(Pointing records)
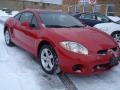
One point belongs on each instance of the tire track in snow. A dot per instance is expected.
(69, 85)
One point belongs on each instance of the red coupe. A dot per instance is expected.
(61, 42)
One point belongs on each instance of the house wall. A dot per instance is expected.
(103, 3)
(19, 5)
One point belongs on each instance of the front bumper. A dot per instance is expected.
(85, 64)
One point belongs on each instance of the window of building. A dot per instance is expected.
(97, 8)
(110, 10)
(77, 8)
(86, 7)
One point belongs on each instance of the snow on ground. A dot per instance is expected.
(114, 18)
(19, 71)
(4, 16)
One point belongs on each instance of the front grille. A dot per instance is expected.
(102, 52)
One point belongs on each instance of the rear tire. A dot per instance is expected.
(8, 38)
(48, 60)
(116, 37)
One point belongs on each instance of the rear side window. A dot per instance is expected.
(17, 17)
(26, 16)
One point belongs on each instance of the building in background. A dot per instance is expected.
(108, 7)
(22, 4)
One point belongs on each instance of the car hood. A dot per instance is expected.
(92, 39)
(108, 27)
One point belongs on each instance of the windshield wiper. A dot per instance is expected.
(77, 26)
(56, 26)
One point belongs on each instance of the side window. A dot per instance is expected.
(82, 16)
(26, 16)
(17, 17)
(86, 16)
(34, 22)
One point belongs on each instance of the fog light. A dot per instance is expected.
(77, 68)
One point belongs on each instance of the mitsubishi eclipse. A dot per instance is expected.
(61, 43)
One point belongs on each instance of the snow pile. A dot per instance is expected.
(4, 16)
(114, 18)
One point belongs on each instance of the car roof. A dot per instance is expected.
(40, 10)
(95, 13)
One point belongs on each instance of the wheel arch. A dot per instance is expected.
(5, 28)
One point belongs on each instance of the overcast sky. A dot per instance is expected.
(48, 1)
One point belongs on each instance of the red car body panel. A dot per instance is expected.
(94, 40)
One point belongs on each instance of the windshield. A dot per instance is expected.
(59, 20)
(118, 22)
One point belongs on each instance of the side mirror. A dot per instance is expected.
(26, 24)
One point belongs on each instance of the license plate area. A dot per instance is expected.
(114, 61)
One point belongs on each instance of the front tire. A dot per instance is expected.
(8, 38)
(116, 37)
(48, 59)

◆ **To be done**:
Copy out every line of the pointing records above word for word, leaving out the pictures.

◆ **Final result**:
One point belongs on each instance of the tire track in snow. A dot per instance is expected.
(69, 85)
One point belongs on each instance of the red coupe. A dot per instance is expected.
(61, 42)
One point belongs on each instance of the house wall. A dot per instance is expected.
(103, 3)
(19, 5)
One point belongs on each instance of the front bumper. A dot per instance is expected.
(85, 64)
One point belongs on each instance of the window of building. A dot per instance is expected.
(97, 8)
(110, 10)
(77, 8)
(86, 7)
One point belongs on each instance of the snow on ground. A dot per instance is expected.
(114, 18)
(19, 71)
(4, 16)
One point belongs on each instance of the front grille. A dot per instance is expected.
(102, 52)
One point belongs on each instance of the rear tire. A dot per instance is expected.
(8, 38)
(48, 60)
(116, 37)
One point belongs on each instance of the rear side window. A dot per instance is expected.
(17, 17)
(26, 16)
One point belongs on each instance of the building in background. A dot per instance is expected.
(108, 7)
(22, 4)
One point belongs on each instance of the car hood. A dot per instance is expected.
(92, 39)
(108, 27)
One point belongs on each instance of the windshield wiper. A dot per instance is expected.
(77, 26)
(56, 26)
One point belongs on each instance of the side window. A dot per instance is expected.
(82, 16)
(26, 16)
(17, 17)
(86, 16)
(34, 22)
One point belongs on each instance of the fog light. A dot per instance is expected.
(77, 68)
One point belongs on each instance of the mitsubishi eclipse. A dot per instance is expected.
(61, 43)
One point belongs on each instance of the snow pile. A dot per instance is expected.
(4, 16)
(114, 18)
One point belongs on each instance of the car roof. A dot per instance is expected.
(40, 10)
(95, 13)
One point belongs on each instance of the wheel arch. A dot per instance is expected.
(5, 28)
One point belongs on each instance of the overcast sky. A dot per instance is expected.
(48, 1)
One point belongs on each instance of the red car body panel. A dot per instance is expected.
(94, 40)
One point belongs on each instance of the windshield. A dot per instance is expected.
(59, 20)
(118, 22)
One point belongs on each instance of the side mirror. A dot per instance is expected.
(26, 24)
One point belongs on each instance of the license plate area. A dot per instance is expected.
(114, 61)
One point belongs on each instance of the front tire. A dot per instance is expected.
(8, 38)
(116, 37)
(48, 59)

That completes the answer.